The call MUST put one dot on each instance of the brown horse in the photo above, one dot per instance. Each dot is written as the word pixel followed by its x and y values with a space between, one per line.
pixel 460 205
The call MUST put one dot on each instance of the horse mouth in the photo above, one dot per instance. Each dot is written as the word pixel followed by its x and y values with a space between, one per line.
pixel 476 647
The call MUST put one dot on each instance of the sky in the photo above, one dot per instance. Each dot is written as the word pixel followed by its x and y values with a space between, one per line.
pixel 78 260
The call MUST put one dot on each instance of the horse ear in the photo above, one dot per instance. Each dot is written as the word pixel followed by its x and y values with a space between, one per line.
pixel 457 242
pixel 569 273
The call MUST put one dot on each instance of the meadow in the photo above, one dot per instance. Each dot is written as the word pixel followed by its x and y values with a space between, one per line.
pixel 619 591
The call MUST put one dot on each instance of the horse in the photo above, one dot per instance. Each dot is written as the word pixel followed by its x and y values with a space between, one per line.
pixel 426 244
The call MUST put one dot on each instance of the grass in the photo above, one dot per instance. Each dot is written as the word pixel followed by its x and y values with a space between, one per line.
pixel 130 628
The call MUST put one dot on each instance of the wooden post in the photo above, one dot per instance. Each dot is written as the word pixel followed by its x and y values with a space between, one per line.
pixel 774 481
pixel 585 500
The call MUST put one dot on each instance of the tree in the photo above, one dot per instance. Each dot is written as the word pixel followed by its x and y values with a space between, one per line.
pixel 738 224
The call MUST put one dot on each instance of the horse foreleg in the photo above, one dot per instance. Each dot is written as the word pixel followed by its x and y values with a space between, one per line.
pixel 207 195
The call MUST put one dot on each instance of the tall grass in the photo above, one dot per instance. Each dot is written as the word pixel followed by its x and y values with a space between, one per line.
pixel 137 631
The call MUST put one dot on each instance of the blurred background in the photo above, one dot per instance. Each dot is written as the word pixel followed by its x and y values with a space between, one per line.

==

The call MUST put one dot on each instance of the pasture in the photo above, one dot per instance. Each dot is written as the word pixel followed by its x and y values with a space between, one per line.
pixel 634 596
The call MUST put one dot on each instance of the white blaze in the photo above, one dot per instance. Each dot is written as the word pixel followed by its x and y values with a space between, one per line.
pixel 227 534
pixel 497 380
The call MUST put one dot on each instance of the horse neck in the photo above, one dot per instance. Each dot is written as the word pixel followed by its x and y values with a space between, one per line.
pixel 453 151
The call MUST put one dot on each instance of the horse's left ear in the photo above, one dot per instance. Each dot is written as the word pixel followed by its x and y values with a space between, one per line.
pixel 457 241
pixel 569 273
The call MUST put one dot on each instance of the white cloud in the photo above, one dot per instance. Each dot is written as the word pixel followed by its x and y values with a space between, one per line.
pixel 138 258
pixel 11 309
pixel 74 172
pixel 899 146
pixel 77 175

[Request]
Could you echo the lines of the listing between the line holding "of the tree" and the line holding "pixel 738 224", inclusive?

[Output for this exercise]
The call MUST put one dot on each instance of the tree in the photo above, one dot per instance. Each dot is written as the word pixel followed by its x and y values with a space between, one per line.
pixel 738 224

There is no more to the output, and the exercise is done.